**Quoted passage**
::::::::::

Good, but it could be better.

I’m talking about the results of a nationwide survey of Americans who were vaccinated against influenza for the 2012-2013 flu season. Based on an online poll of nearly 1,100 adults in mid-January, researchers for Ipsos Public Affairs found a solid majority of Americans still rely on their family physician for their flu shots, but that retail pharmacies and walk-in clinics are making significant progress in their campaign to shift the center of gravity for immunizations away from the doctor’s office.

Drug Store News senior editor Michael Johnsen reports that about 20% of respondents received this year’s inoculation at a retail pharmacy, while another 12.6% were vaccinated at a walk-in clinic. That means that as of Jan. 15, as many as 18.5 million Americans had received their flu shot from a community pharmacist during the current flu season, with another 11.7 million relying on a nurse practitioner or other retail or urgent-care clinician.

It’s good news for chain and independent pharmacy, and affirms the success retail pharmacists have had in expanding their patient-care efforts and convincing patients that there’s a more convenient and cheaper alternative for basic health services like immunizations. But the Ipsos survey results also mean that roughly two of every three Americans are still going to a physician’s office or other professional site for something as universally available and accessible as a flu shot.

That suggests opportunity. Tens of thousands of chain and independent pharmacists have become certified to provide immunizations, not only for influenza but for other diseases, and tens of millions of patients are still bypassing their local drug store, supermarket or discount store pharmacy so that they or their health plans can spend more to get immunized at a doctor’s office.

The survey pointed up another area of potential for retail pharmacies and clinics as well. Pollsters found that only about 40% of Americans had been vaccinated as of Jan. 15, with another 5% of respondents reported to be still considering getting a flu shot this year – despite the fact that the flu epidemic continues to rage in the western U.S.

What’s more, only one in three of those surveyed seemed concerned about catching the flu, and roughly the same number said they were afraid that getting the vaccine increased their chances of getting the flu. Roughly one in six respondents told researchers the vaccines aren’t safe.

Who better to counter those fears than the pharmacist or clinician. Your comments, as always, are welcome.

::::::::::

**Dataset content**

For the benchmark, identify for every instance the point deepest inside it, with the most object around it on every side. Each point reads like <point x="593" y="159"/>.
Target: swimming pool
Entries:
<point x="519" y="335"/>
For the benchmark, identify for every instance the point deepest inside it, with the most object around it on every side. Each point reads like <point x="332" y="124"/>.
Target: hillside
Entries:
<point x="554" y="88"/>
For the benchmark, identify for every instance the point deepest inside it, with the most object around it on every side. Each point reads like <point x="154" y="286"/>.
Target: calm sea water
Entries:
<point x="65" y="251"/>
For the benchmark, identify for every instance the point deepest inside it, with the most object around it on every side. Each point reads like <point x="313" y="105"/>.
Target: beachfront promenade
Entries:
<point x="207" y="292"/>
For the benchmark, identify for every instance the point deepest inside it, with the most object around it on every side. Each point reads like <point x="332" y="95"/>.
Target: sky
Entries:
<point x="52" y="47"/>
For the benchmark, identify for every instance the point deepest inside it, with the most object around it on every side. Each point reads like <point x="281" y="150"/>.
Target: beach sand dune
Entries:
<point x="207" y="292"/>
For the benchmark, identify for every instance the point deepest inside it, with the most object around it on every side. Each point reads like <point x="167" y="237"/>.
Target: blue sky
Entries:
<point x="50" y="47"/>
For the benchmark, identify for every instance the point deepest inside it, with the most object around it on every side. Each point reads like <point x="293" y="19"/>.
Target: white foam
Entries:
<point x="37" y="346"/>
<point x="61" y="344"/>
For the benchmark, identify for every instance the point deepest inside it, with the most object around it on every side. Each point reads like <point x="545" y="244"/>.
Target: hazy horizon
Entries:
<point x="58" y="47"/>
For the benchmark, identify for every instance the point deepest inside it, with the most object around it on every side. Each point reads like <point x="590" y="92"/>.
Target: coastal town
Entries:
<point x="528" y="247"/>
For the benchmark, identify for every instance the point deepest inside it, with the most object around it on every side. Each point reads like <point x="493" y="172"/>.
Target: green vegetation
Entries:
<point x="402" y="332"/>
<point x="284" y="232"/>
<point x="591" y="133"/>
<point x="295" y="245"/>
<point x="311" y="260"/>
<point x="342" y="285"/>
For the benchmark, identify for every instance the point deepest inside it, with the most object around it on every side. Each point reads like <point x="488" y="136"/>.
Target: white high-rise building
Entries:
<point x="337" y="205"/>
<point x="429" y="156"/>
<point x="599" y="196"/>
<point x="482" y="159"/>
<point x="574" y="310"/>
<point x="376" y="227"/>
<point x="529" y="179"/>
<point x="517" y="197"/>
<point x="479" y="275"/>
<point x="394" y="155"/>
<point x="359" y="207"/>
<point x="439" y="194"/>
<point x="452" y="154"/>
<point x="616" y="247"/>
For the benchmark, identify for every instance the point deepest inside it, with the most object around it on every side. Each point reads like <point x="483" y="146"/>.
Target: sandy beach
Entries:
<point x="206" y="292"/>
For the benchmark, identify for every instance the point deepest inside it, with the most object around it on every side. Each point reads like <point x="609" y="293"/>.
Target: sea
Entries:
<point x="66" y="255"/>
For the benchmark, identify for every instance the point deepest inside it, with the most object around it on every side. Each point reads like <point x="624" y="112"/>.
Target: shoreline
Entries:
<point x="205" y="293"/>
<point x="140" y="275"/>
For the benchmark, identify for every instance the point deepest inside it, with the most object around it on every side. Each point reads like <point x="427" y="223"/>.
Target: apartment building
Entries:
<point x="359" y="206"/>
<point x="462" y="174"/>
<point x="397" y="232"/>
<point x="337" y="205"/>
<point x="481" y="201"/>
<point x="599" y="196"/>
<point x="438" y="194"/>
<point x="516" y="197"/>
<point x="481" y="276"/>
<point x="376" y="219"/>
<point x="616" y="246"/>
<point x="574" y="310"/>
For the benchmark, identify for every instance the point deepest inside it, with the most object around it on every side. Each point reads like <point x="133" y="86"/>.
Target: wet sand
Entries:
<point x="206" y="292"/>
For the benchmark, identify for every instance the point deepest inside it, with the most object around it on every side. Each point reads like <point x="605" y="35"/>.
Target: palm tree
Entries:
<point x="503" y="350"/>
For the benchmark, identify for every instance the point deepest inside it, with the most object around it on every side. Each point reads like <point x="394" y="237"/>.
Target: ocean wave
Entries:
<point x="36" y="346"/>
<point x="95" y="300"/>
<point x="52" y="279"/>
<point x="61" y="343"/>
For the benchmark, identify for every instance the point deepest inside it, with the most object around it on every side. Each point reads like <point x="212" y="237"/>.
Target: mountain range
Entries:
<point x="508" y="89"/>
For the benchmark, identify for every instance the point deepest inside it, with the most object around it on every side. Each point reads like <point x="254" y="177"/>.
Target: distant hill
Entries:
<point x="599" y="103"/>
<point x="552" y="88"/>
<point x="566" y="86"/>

::::::::::

**Task details**
In the commentary on the flu vaccination survey, what percentage of respondents were vaccinated at a walk-in clinic?

**Worked solution**
12.6%